From the entries that follow, copy exactly the lines beginning at the line holding "The output for" and continuing through the line holding "rough mask: <svg".

• **DATA EXCERPTS**:
───

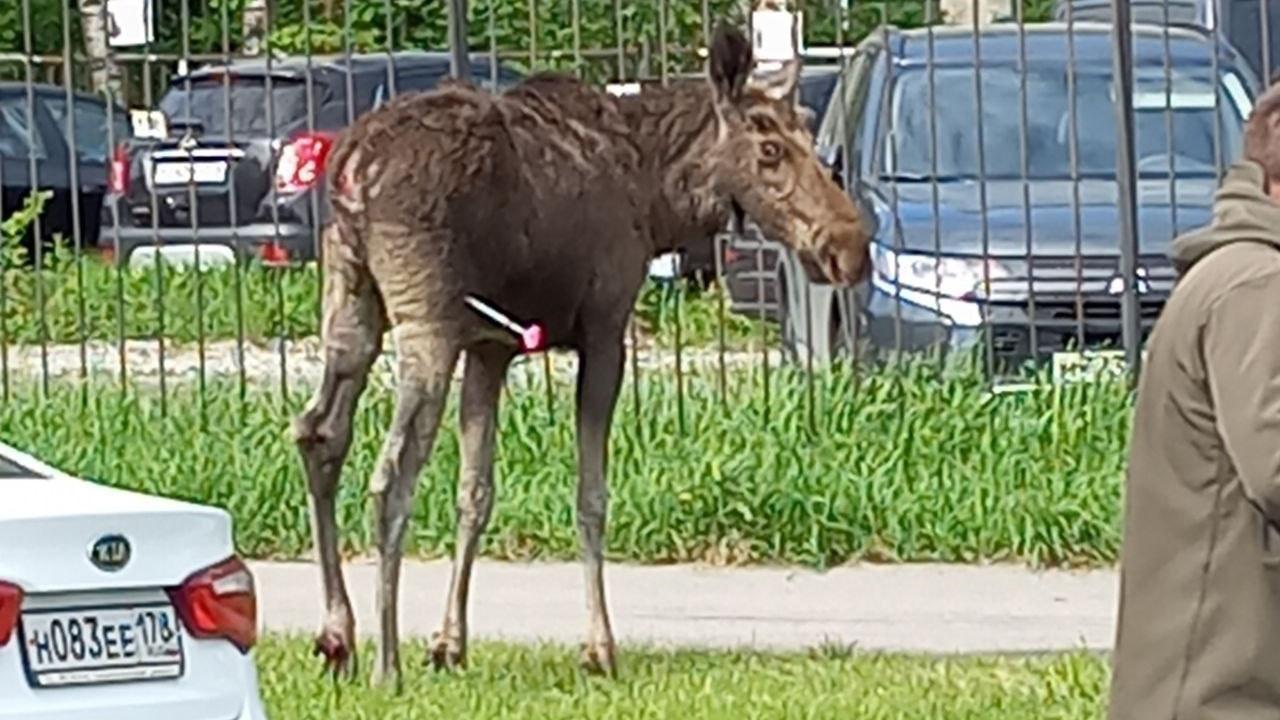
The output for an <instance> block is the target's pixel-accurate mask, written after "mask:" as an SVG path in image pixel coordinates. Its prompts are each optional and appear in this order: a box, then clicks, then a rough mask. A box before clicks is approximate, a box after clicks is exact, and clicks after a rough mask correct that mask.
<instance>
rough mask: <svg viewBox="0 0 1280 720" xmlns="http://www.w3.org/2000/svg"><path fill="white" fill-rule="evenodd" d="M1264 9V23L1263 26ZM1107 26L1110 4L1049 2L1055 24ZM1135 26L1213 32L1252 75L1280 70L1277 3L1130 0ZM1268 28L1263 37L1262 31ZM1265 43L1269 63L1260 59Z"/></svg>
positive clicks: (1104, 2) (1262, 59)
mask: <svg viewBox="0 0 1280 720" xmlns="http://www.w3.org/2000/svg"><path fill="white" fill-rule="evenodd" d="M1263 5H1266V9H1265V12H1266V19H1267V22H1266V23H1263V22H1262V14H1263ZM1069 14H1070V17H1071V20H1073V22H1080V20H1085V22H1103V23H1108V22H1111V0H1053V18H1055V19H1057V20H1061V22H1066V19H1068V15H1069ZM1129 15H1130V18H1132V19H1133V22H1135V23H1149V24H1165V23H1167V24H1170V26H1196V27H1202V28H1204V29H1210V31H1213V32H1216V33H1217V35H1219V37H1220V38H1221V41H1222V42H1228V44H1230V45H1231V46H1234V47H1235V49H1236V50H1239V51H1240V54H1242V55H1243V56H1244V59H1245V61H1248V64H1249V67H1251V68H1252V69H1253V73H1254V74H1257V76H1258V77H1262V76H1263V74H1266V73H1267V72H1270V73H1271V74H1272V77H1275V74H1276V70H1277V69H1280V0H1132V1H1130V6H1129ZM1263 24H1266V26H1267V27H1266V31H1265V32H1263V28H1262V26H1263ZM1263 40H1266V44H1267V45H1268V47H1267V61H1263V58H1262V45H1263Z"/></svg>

───

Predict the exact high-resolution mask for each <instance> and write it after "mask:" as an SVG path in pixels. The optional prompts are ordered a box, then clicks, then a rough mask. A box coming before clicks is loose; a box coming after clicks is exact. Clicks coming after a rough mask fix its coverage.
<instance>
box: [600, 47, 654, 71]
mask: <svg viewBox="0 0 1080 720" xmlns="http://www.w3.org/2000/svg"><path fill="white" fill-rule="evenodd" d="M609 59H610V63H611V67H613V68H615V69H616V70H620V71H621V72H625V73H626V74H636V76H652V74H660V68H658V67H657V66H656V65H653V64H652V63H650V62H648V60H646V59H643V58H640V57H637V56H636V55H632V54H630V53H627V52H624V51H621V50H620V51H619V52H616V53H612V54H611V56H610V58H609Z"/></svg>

───

• **ANSWER TO THE PROBLEM**:
The output for an <instance> block is the target's pixel-accurate mask, written after "mask:" as an SVG path in image pixel coordinates. Its prompts are each optional and appear in this order: a box, then clicks, then a rough mask. A box before clicks is approximate, a box after clicks is exact, and clicks after a rough mask correct that mask.
<instance>
rough mask: <svg viewBox="0 0 1280 720" xmlns="http://www.w3.org/2000/svg"><path fill="white" fill-rule="evenodd" d="M1264 9V23L1263 26ZM1107 26L1110 4L1049 2L1055 24ZM1135 26L1213 32L1252 75L1280 70L1277 3L1130 0ZM1268 28L1263 37L1262 31ZM1265 43L1269 63L1260 59Z"/></svg>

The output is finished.